## What the exercise asks
Convert the entries from the line with "Find the satin" up to and including the line with "x=381, y=169" into a Markdown table with the columns Row and Entry line, giving each line its own row and skipping blank lines. Leave the pictures out of the table.

++++

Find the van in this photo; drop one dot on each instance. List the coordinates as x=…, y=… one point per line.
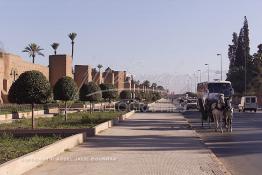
x=248, y=103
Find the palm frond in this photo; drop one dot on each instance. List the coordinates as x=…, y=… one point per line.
x=55, y=46
x=72, y=36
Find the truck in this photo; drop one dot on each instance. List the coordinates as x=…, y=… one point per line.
x=248, y=103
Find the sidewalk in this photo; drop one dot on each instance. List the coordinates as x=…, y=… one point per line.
x=147, y=144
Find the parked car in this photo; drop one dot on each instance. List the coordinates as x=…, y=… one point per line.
x=129, y=105
x=248, y=103
x=191, y=104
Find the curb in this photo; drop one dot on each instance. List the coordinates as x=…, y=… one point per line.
x=31, y=160
x=38, y=157
x=108, y=124
x=212, y=154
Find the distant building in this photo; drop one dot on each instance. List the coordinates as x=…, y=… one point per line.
x=11, y=66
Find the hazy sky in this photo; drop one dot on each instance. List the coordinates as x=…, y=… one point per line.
x=162, y=40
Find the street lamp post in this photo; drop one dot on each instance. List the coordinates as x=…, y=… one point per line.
x=219, y=54
x=14, y=73
x=199, y=75
x=207, y=72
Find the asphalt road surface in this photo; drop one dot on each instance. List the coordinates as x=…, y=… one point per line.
x=241, y=150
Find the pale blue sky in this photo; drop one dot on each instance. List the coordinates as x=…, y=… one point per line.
x=149, y=38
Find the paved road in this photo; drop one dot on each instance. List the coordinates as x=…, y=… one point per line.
x=146, y=144
x=240, y=151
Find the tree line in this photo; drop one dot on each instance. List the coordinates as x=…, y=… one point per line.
x=32, y=87
x=245, y=69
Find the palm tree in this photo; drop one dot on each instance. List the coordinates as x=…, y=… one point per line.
x=55, y=46
x=33, y=50
x=154, y=85
x=99, y=66
x=72, y=36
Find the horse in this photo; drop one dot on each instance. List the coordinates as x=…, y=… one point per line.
x=228, y=114
x=217, y=112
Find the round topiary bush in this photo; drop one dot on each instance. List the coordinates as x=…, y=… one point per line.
x=31, y=87
x=125, y=94
x=65, y=90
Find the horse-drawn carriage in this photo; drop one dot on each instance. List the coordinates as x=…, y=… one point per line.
x=214, y=103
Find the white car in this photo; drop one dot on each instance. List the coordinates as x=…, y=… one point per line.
x=248, y=103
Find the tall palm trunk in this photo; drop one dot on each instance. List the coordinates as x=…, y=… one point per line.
x=33, y=59
x=73, y=43
x=33, y=121
x=65, y=111
x=90, y=107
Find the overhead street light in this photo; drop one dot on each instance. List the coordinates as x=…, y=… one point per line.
x=207, y=71
x=219, y=54
x=199, y=75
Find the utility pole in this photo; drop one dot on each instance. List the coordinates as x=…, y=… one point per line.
x=199, y=75
x=14, y=73
x=221, y=68
x=207, y=72
x=245, y=71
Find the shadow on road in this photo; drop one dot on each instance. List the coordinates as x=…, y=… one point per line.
x=246, y=137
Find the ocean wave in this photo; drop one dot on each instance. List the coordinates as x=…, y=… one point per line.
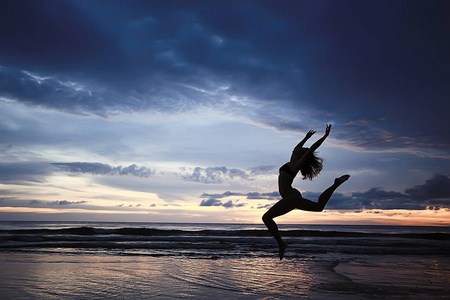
x=218, y=243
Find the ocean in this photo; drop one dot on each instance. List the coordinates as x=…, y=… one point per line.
x=98, y=260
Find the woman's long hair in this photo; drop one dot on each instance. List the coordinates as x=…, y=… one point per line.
x=312, y=167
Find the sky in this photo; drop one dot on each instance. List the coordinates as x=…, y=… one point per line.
x=183, y=111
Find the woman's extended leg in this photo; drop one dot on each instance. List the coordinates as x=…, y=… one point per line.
x=308, y=205
x=280, y=208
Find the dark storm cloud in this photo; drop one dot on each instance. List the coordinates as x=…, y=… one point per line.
x=104, y=169
x=381, y=68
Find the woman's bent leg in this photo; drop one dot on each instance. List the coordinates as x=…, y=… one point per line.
x=280, y=208
x=308, y=205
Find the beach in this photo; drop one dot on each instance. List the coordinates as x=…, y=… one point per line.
x=226, y=261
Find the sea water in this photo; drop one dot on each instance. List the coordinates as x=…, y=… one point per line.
x=95, y=260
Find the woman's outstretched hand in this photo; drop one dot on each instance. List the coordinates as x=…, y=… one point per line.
x=327, y=130
x=310, y=133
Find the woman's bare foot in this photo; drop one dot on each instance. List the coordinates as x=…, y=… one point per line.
x=282, y=247
x=341, y=180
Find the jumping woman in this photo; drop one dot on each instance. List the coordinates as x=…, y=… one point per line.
x=306, y=161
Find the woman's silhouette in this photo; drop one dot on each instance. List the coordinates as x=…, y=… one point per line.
x=305, y=161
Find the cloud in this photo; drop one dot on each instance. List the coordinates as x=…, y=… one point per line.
x=170, y=58
x=214, y=175
x=263, y=170
x=250, y=195
x=65, y=202
x=104, y=169
x=217, y=202
x=24, y=172
x=437, y=188
x=433, y=194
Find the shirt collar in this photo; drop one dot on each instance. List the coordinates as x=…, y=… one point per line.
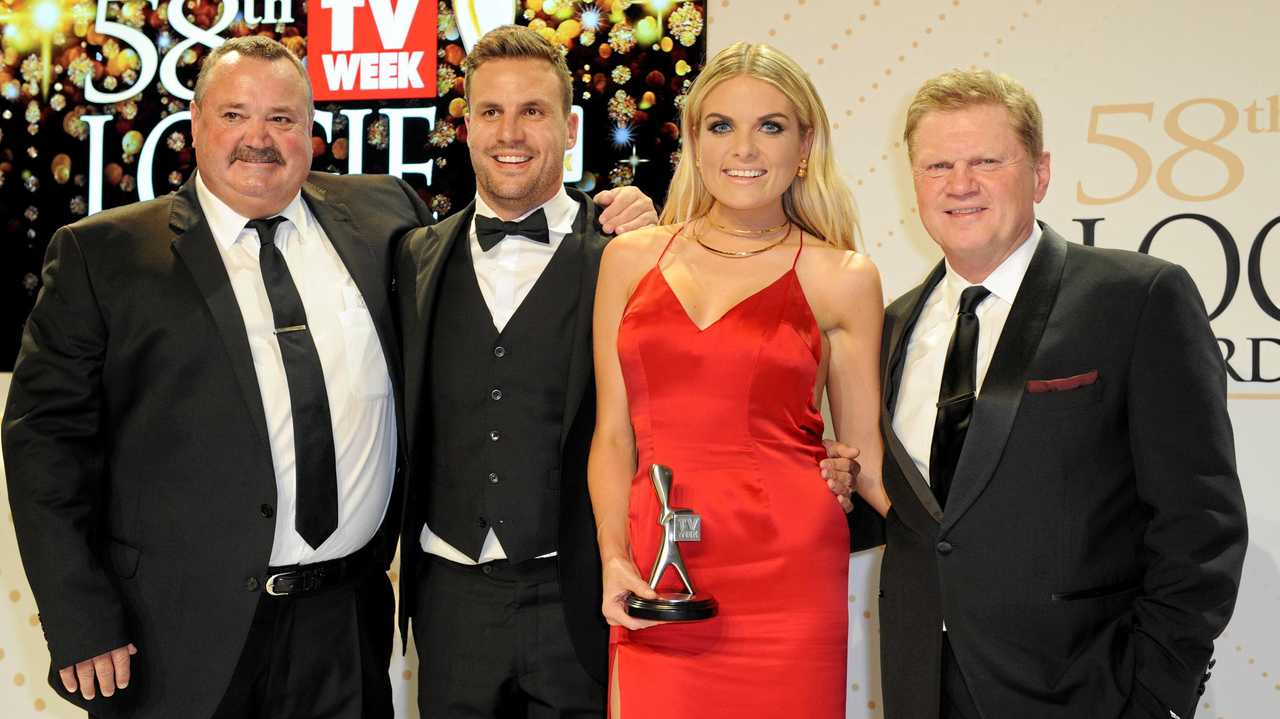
x=1002, y=282
x=561, y=211
x=227, y=224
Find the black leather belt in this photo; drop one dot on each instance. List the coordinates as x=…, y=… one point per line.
x=310, y=578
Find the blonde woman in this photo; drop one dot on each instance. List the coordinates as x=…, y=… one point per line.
x=716, y=337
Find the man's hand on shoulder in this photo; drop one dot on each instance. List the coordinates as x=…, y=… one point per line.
x=112, y=669
x=625, y=209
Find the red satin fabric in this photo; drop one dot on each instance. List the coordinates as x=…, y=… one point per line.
x=730, y=410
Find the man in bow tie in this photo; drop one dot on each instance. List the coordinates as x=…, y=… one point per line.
x=202, y=439
x=499, y=567
x=1068, y=527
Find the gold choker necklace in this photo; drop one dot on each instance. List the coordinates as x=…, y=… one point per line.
x=748, y=232
x=741, y=253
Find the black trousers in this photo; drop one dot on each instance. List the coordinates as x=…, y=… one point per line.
x=956, y=700
x=323, y=655
x=492, y=642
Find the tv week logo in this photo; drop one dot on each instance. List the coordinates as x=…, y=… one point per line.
x=371, y=49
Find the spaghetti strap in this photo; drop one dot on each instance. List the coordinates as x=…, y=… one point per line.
x=673, y=236
x=794, y=262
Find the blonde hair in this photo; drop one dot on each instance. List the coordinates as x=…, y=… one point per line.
x=517, y=42
x=960, y=90
x=819, y=202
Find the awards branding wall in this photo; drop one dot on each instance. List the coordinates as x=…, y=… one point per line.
x=94, y=115
x=94, y=99
x=1162, y=120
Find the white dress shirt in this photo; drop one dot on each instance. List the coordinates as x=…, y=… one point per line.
x=355, y=374
x=506, y=274
x=917, y=410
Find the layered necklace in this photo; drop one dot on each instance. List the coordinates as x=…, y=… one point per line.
x=744, y=232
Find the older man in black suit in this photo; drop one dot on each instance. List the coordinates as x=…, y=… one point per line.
x=202, y=430
x=1068, y=527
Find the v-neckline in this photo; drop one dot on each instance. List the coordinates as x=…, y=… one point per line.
x=684, y=308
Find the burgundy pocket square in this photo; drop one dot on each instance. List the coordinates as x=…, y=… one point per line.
x=1063, y=384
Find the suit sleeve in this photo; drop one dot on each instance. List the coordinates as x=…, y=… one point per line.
x=1184, y=463
x=865, y=526
x=54, y=450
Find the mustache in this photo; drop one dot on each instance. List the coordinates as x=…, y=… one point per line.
x=508, y=150
x=257, y=155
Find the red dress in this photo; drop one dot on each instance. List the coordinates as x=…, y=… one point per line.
x=730, y=410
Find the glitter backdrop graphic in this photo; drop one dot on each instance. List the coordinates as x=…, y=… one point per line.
x=94, y=106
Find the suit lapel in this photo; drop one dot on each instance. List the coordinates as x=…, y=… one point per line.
x=193, y=243
x=900, y=326
x=429, y=261
x=1002, y=389
x=580, y=361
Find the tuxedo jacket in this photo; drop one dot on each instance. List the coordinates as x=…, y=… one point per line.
x=1093, y=536
x=420, y=265
x=136, y=445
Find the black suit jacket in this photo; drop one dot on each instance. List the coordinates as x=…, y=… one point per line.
x=136, y=444
x=417, y=273
x=1093, y=537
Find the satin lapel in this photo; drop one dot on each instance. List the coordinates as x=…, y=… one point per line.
x=193, y=243
x=580, y=361
x=1002, y=389
x=891, y=376
x=429, y=259
x=344, y=233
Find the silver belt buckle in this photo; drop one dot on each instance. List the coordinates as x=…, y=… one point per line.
x=270, y=585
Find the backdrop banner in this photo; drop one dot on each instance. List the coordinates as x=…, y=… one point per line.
x=1162, y=120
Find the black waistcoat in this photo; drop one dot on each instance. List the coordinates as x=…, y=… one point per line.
x=498, y=407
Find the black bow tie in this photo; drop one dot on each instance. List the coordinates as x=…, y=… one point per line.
x=492, y=230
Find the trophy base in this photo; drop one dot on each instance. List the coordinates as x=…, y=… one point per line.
x=672, y=607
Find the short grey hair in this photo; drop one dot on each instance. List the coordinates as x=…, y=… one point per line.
x=251, y=46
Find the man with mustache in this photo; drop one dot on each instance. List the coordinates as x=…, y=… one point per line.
x=1068, y=529
x=201, y=438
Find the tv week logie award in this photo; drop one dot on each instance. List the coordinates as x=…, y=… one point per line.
x=677, y=525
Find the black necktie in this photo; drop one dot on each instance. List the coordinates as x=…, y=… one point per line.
x=316, y=481
x=955, y=394
x=492, y=230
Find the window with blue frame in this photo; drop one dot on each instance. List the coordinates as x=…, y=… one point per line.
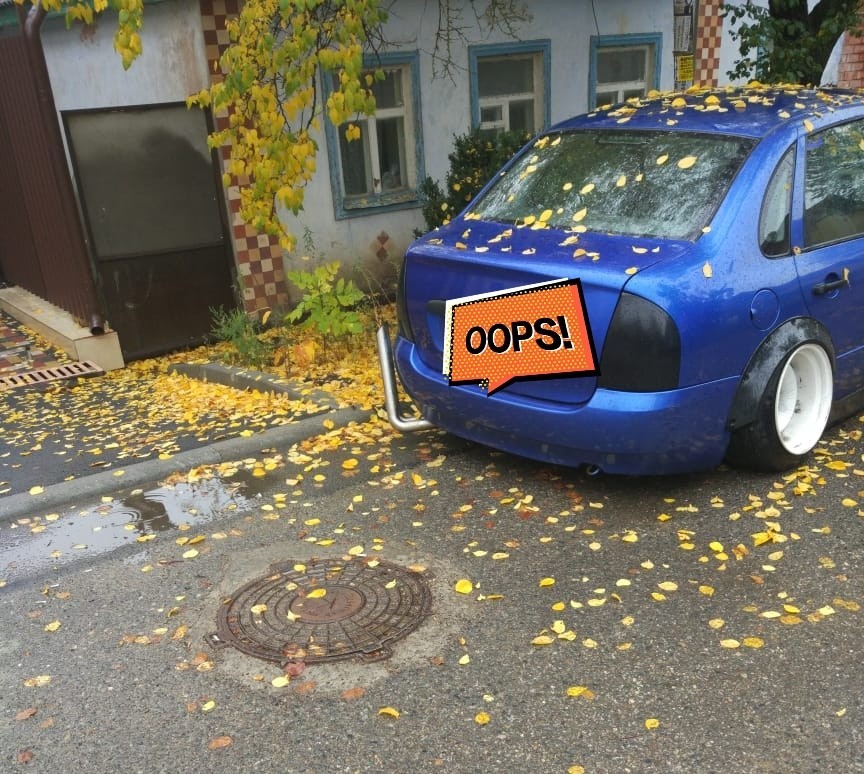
x=623, y=66
x=510, y=86
x=381, y=169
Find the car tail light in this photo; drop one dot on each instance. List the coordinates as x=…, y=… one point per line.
x=401, y=307
x=642, y=352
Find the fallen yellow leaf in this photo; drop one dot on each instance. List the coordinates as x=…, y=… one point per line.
x=543, y=639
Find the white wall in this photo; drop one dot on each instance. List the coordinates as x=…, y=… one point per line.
x=446, y=109
x=86, y=73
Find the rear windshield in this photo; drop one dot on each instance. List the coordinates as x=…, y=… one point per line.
x=657, y=184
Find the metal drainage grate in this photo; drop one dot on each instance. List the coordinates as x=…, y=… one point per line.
x=53, y=374
x=365, y=606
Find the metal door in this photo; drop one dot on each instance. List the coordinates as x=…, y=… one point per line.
x=155, y=222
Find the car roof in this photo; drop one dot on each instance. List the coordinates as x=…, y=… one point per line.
x=752, y=111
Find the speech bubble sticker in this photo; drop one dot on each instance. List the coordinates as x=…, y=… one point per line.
x=536, y=331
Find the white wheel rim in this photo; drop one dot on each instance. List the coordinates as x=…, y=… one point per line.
x=803, y=400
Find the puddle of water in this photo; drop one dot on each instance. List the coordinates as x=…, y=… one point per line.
x=78, y=535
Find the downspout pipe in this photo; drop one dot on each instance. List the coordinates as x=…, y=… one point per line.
x=391, y=399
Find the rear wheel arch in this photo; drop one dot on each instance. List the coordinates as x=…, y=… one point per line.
x=765, y=360
x=784, y=399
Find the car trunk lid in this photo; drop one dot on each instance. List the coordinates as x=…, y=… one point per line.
x=470, y=258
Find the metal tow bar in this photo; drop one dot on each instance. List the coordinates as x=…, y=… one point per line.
x=391, y=399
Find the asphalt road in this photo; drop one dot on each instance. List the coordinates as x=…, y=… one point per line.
x=707, y=623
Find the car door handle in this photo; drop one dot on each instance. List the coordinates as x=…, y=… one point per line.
x=821, y=288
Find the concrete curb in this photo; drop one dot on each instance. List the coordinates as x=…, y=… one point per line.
x=24, y=504
x=246, y=379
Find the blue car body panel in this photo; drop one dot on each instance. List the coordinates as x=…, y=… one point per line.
x=723, y=294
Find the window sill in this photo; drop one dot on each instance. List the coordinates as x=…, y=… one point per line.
x=359, y=206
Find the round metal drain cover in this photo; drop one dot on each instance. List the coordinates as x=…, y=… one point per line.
x=317, y=611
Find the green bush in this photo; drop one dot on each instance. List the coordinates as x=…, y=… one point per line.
x=241, y=332
x=328, y=304
x=476, y=157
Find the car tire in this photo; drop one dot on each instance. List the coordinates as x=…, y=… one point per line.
x=792, y=413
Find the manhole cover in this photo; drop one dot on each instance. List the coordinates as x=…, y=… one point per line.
x=319, y=611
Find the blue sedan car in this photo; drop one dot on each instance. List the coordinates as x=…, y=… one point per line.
x=718, y=242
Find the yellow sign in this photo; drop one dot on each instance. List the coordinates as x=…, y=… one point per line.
x=684, y=67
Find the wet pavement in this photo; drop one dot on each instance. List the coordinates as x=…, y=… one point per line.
x=703, y=623
x=66, y=430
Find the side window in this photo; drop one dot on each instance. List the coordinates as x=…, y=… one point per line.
x=774, y=220
x=623, y=66
x=509, y=87
x=381, y=167
x=834, y=185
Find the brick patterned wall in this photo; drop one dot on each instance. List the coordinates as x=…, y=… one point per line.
x=258, y=256
x=709, y=34
x=850, y=71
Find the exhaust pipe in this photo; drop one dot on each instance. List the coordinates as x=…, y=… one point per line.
x=391, y=399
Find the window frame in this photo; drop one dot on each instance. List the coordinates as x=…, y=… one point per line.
x=642, y=40
x=346, y=206
x=806, y=235
x=542, y=67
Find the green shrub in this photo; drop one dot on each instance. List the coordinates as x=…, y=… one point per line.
x=476, y=157
x=241, y=332
x=328, y=304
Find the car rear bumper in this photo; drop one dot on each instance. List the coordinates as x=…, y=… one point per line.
x=674, y=431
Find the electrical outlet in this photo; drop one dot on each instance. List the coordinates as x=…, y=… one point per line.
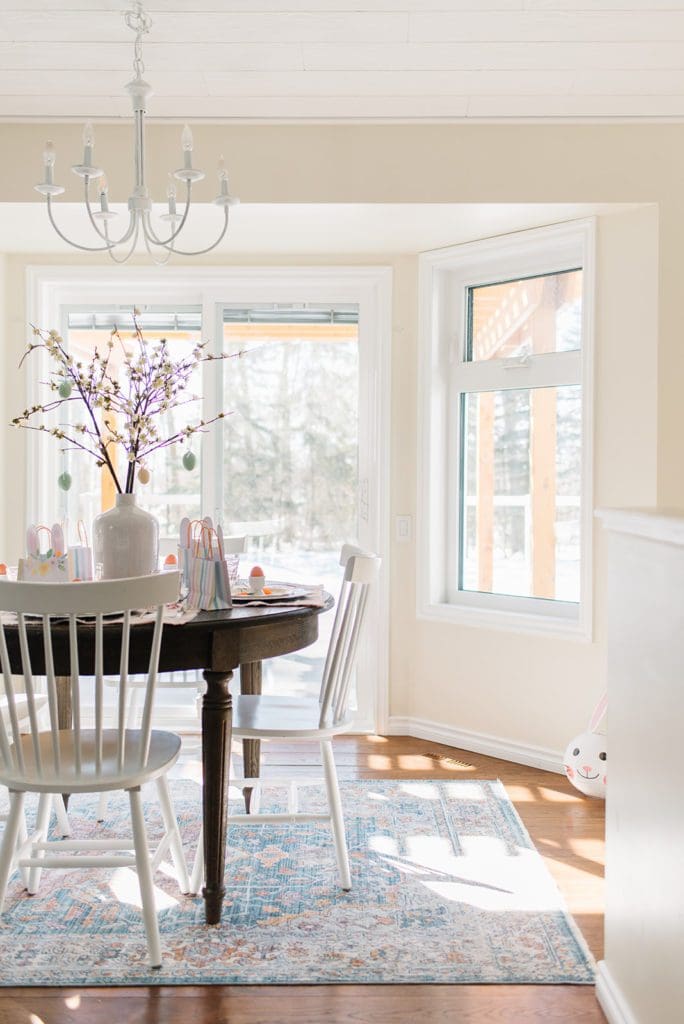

++++

## Written solution
| Row | Entry line |
|---|---|
| 1 | Find the satin lapel in this photo; drop one dot on each instance. List the coordinates as x=…, y=… one point per line. |
| 2 | x=193, y=243 |
| 3 | x=580, y=361 |
| 4 | x=1002, y=389 |
| 5 | x=891, y=376 |
| 6 | x=429, y=259 |
| 7 | x=344, y=233 |
| 8 | Find the silver belt buckle in this photo; drop one dot on each instance. List the coordinates as x=…, y=… one point per line. |
| 9 | x=270, y=585 |
| 10 | Find the backdrop banner in this photo; drop one dot on each instance. List the coordinates as x=…, y=… one point per line. |
| 11 | x=1162, y=120 |
| 12 | Find the black waistcoat in this photo; drop one dot on each instance. List the coordinates as x=…, y=… one point per line. |
| 13 | x=498, y=407 |
| 14 | Find the black bow tie in this photo; drop one dot on each instance. List the coordinates as x=…, y=… one point per line. |
| 15 | x=492, y=230 |
| 16 | Find the trophy base in this photo; drop one dot on each instance. List the coordinates as x=…, y=… one point per line. |
| 17 | x=672, y=607 |
| 18 | Find the short grey hair in this photo; drop one dot on each instance. List the coordinates as x=…, y=… one point per line. |
| 19 | x=251, y=46 |
| 20 | Find the man with mustache in this photo; drop one dot on each instance. List the coordinates as x=…, y=… one point per line. |
| 21 | x=1068, y=529 |
| 22 | x=201, y=438 |
| 23 | Find the tv week logie award in this photo; drop one dot on each instance. List the coordinates as x=…, y=… one point per line. |
| 24 | x=677, y=525 |
| 25 | Find the black necktie in this photo; drop one dot on each instance. List the coordinates as x=…, y=… one point per line. |
| 26 | x=316, y=481 |
| 27 | x=955, y=394 |
| 28 | x=492, y=230 |
| 29 | Find the window with blue frame in this photo; drop one dot on each instance. List the coordinates as x=…, y=… one point per line. |
| 30 | x=623, y=66 |
| 31 | x=510, y=86 |
| 32 | x=381, y=169 |